DOCUMENT SECTION:
------------

Monday, June 08, 2009

 

Labour's Future in the Balance

So now we have it.
a) Conservatives push Labour into second place in Wales- the worst result for 90 years.
b) Ukip force Labour into third place behind them and in some regions they come fifth after the Greens.
c) The egregious BNP get two MEPs elected for the first time because the low poll and disgust at politicians has opened the door to them.
d) Labour lost every council it contolled in the Thursday local elections.
e) Purnell, Blears, Hutton and Smith resign from Cabinet plus some junior ministers.
f) Brown unable to move Darling from Treasury or Miliband from Foreign Office because he was too weak to risk any retialiatory action after Purnell's bombshell resignation.
g) Labour mustered only 15.3% in Euro-poll and are 20 points adrift of the Tories in some polls.
h) Labour has a prime minister who is a decent and able man but lacks some of the most vital qualities required of a national leader: communication skills, ability to relate to the voter, the ability to win the trust of his colleagues. However bad Balir was at some aspects of his job he never received th criticism Brown has after only two years in office.

Labour and its hapless prime minister could not be in a more enfeebled state but the fact is, by my reckoning, he is likely to stay. The PLP will be meeting in 30 minutes or so but my expectation is that Gordon will receive a grudging green light to stay in power. Why?

a) He has fixed the Cabinet by getting his potential rivals to accpet jobs under him. Johnson even says he couldn't do better than Brown. With nobody around whom they can coalesce, the rebels cannot go far. If Purnell, Blears and Smith had coordinated their resignations they could have brought him down. The rest, Johnson and Miliband included, lacked the bottle to do what they must know needs doing.
b) The PLP meet to dicuss whether to string Gordon up, but they are not organised and have no strategy; they are more like a directionless rabble.
c) Labour MPs know that a new leader by the end of July would mean pressure for an election they probably could not resist. So they would be put to the electoral sword just as they were in the local and euro-elections. Staying on will be excruciating, awful, but it will keep the mortgage paid-don't laugh- until 10th May 2009. I suspect this is what a majority of Labour MPs will be thinking.

Of course if they were thinking of the party and the country instead of their own circumstances, they might well think a new leader is depserately needed to provide vision, leadership, inspiration, none of them things likely to be forthcoming from Grodon Brown. I might be suprised by MPs' selflessness and concern for the body politic, but I don't think I will however much I'd like to see it.

Chatting to a US journalist today she asked why, given he was such a masterful political operater, Peter Mandelson had not ben considered? What a brilliant fulfillment of the House of Cards plt with Mandy as Francis Urquart! I had to explain he was too widely hated in the PLP to stand an earthly but reckoned he'd probably navigate Labour more skilfully through its dying months then Gordon will. How depressing is this- but maybe ther PLP meeting will surprise us all. I doubt it.

Comments:
Bill Jones - Saturday 6th June:
"Many think they will turn on Brown and turf him out, good riddance. They may well do so but I tend to agree with Mandy that this would be unwise. An election process will probably not play well with voters and it will be very hard to resist calls for an early election.

If that comes, Labour will be out for a generation. If they are wise Labour MPs will stick with Gordon- the devil they know- as that way at least they will survive until may 2010. But disillusion with Brown may cloud their judgemment and, as turkeys they may vote for Christmas."

------------

INFORMATION SHOWN:
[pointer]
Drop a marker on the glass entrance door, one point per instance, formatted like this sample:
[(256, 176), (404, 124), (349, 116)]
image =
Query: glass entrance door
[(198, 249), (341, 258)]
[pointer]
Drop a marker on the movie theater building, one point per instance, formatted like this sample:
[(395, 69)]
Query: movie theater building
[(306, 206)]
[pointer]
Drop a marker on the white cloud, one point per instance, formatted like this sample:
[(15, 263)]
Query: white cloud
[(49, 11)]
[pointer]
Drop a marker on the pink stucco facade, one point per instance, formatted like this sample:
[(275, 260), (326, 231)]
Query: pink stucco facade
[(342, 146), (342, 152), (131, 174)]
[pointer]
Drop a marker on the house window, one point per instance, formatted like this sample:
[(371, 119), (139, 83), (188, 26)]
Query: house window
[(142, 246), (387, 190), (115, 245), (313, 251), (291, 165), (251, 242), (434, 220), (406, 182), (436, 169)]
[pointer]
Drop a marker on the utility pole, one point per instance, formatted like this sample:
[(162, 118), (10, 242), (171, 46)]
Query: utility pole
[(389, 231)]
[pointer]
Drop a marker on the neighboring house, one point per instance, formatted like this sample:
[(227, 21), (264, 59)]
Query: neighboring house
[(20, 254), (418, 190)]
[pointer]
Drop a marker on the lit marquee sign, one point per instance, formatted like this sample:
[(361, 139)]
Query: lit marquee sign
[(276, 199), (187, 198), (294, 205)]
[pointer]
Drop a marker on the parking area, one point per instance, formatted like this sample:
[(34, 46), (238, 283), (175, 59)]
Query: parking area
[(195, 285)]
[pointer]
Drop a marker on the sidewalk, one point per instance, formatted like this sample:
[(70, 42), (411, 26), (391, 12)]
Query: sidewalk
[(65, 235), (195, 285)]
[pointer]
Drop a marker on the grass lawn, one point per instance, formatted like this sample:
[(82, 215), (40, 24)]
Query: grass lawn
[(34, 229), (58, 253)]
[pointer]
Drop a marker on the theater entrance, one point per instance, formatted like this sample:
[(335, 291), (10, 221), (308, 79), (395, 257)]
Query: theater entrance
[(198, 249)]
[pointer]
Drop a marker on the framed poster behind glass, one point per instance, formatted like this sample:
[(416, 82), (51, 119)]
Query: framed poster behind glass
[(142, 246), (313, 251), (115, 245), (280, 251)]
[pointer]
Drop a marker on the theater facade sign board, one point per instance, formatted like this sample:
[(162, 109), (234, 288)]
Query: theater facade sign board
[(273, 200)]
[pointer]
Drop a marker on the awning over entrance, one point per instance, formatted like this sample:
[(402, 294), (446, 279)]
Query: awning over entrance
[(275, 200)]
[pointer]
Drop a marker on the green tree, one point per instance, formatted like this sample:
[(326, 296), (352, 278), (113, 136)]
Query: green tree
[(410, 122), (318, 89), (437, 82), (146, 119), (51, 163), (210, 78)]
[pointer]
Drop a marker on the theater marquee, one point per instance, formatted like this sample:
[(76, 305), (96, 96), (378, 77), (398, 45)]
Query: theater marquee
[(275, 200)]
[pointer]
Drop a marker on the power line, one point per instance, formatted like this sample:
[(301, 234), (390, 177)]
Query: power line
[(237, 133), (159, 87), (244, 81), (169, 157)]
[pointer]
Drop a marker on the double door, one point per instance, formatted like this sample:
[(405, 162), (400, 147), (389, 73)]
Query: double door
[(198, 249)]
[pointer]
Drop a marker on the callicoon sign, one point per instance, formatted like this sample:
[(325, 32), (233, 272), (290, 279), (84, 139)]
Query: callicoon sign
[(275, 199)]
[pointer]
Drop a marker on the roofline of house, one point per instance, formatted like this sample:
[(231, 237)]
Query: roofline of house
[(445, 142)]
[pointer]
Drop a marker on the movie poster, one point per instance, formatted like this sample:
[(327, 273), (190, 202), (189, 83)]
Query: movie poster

------------

PROBLEMS:
(a) According to the blog post on Labour's future, what share of the vote did Labour get in the Euro-poll?
(b) Output the records exactly as they stand, starting with their first line and going on through the line with "[(198, 249), (341, 258)]".

SOLVED TASKS:
(a) 15.3%

(b)
[pointer]
Drop a marker on the glass entrance door, one point per instance, formatted like this sample:
[(256, 176), (404, 124), (349, 116)]
image =
Query: glass entrance door
[(198, 249), (341, 258)]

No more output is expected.